__Problem to work on__
Put the records, from the first line through the line containing "x=429, y=374", into a Markdown table with the columns Row and Line, leaving out blank lines.
=-=-=
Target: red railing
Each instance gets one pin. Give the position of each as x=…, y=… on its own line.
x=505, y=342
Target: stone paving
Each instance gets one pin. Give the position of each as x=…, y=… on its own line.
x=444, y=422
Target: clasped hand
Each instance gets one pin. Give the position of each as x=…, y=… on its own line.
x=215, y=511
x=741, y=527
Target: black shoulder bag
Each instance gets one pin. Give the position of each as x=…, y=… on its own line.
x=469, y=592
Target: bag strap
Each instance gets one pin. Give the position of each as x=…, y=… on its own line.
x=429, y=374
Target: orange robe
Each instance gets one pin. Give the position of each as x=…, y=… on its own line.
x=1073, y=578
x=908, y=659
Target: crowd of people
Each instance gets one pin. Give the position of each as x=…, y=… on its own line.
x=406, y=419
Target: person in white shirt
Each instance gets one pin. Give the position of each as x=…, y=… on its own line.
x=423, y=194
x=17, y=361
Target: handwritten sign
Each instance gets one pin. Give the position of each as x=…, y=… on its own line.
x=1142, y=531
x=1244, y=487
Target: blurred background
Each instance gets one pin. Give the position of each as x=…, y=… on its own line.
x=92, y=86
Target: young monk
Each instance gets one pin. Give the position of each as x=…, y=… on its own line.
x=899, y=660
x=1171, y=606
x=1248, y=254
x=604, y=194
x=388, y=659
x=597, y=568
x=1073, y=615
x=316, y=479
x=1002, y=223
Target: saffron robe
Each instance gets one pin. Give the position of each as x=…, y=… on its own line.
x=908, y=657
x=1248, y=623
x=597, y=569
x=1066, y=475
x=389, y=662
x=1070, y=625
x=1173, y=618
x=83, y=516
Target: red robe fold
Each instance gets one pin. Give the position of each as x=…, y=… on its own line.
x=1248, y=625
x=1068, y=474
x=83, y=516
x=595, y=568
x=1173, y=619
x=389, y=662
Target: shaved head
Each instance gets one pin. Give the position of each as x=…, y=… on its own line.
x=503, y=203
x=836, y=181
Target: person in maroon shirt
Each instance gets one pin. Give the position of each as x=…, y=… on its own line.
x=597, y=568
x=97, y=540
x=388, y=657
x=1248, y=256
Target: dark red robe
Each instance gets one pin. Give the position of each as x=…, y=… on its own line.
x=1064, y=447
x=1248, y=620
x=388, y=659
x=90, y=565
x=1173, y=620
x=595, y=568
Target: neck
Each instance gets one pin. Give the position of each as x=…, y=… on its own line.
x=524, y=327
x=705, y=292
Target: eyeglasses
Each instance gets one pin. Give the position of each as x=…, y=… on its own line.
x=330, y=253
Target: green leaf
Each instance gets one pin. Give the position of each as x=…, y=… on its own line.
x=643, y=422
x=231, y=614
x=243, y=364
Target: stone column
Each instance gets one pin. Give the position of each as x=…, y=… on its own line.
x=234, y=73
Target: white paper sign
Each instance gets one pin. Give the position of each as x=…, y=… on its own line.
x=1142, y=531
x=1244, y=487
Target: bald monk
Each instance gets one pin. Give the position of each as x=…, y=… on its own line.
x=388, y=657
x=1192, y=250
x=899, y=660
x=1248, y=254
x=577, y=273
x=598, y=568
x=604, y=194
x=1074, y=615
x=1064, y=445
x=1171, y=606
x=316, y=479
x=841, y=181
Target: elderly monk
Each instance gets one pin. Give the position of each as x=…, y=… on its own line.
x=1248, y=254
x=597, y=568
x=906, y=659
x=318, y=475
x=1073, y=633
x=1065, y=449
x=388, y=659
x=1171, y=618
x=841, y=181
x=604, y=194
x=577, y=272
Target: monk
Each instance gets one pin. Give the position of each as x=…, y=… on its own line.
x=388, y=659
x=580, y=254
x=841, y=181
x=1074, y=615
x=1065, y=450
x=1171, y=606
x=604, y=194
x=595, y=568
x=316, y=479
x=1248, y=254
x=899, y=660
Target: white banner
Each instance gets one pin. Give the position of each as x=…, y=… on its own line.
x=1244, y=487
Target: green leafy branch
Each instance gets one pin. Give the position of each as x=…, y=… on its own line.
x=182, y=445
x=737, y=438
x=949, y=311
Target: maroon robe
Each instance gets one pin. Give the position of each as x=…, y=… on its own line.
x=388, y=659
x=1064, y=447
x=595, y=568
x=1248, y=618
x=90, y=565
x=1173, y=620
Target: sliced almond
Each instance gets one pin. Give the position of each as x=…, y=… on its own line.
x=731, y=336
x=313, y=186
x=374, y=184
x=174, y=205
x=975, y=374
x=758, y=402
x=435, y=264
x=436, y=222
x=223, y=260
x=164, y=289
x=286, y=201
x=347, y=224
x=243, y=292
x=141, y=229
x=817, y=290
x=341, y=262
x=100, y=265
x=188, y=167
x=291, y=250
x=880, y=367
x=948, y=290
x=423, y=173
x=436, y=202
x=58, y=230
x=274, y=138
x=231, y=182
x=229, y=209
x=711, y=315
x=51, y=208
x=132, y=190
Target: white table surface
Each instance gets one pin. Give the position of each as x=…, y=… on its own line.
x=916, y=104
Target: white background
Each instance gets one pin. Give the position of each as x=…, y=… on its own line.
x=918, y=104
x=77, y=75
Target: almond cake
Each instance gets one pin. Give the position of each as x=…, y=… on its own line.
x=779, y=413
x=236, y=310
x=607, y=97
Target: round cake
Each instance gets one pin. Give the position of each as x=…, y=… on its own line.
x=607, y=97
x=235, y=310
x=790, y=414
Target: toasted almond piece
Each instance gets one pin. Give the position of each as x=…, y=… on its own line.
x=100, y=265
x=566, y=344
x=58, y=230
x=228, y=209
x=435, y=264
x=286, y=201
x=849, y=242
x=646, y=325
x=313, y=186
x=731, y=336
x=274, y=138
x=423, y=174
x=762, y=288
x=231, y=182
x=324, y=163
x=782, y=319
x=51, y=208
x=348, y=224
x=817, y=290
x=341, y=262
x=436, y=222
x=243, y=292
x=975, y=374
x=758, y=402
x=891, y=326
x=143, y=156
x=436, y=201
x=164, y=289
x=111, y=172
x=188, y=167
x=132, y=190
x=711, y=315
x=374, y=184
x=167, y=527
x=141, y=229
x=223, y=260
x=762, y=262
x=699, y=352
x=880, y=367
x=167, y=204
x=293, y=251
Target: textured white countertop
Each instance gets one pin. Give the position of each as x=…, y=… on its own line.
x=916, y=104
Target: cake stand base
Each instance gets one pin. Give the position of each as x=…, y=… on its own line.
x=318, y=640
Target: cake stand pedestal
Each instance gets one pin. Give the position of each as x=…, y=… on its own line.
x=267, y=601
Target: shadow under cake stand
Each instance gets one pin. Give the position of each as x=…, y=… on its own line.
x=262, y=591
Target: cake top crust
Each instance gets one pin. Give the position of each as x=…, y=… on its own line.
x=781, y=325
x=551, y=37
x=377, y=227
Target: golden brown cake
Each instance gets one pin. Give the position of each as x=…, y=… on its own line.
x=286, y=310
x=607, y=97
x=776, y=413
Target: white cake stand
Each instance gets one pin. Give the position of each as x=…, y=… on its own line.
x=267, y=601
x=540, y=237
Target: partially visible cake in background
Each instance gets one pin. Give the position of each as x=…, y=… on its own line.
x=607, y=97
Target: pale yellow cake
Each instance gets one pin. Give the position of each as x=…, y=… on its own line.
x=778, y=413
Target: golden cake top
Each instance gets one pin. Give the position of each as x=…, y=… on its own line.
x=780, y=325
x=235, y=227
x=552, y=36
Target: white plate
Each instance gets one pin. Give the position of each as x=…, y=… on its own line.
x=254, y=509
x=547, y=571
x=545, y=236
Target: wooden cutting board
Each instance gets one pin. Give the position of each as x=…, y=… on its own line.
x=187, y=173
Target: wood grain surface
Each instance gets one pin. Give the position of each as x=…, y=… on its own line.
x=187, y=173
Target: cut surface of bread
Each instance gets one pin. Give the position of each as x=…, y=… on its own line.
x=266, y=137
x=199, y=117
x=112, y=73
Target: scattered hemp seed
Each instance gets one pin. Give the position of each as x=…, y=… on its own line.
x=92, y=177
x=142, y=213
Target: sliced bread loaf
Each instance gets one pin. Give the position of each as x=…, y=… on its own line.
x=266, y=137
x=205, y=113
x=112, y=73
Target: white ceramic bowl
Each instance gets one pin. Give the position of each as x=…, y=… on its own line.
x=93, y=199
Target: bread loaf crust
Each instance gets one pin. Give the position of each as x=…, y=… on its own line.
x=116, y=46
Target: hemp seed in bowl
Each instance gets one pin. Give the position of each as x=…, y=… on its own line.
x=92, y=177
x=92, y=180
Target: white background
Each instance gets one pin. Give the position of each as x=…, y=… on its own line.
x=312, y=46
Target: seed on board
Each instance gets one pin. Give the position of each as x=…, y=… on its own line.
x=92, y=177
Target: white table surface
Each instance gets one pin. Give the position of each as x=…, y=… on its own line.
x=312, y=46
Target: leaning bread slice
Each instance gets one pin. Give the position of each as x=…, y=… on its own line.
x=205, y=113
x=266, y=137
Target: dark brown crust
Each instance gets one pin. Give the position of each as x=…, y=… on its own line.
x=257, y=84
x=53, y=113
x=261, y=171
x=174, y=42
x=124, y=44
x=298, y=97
=-=-=
__Problem solution__
| Row | Line |
|---|---|
| 1 | Target: red railing |
| 2 | Each instance gets one pin. Give the position of each as x=…, y=… on its own line. |
| 3 | x=505, y=342 |
| 4 | Target: stone paving |
| 5 | Each instance gets one pin. Give the position of each as x=…, y=… on its own line. |
| 6 | x=444, y=422 |
| 7 | Target: clasped hand |
| 8 | Each instance gets one pin. Give the position of each as x=…, y=… on its own line. |
| 9 | x=215, y=511 |
| 10 | x=741, y=527 |
| 11 | Target: black shoulder bag |
| 12 | Each instance gets one pin. Give the position of each as x=…, y=… on its own line. |
| 13 | x=469, y=592 |
| 14 | Target: bag strap |
| 15 | Each instance gets one pin. Give the position of each as x=…, y=… on its own line. |
| 16 | x=429, y=374 |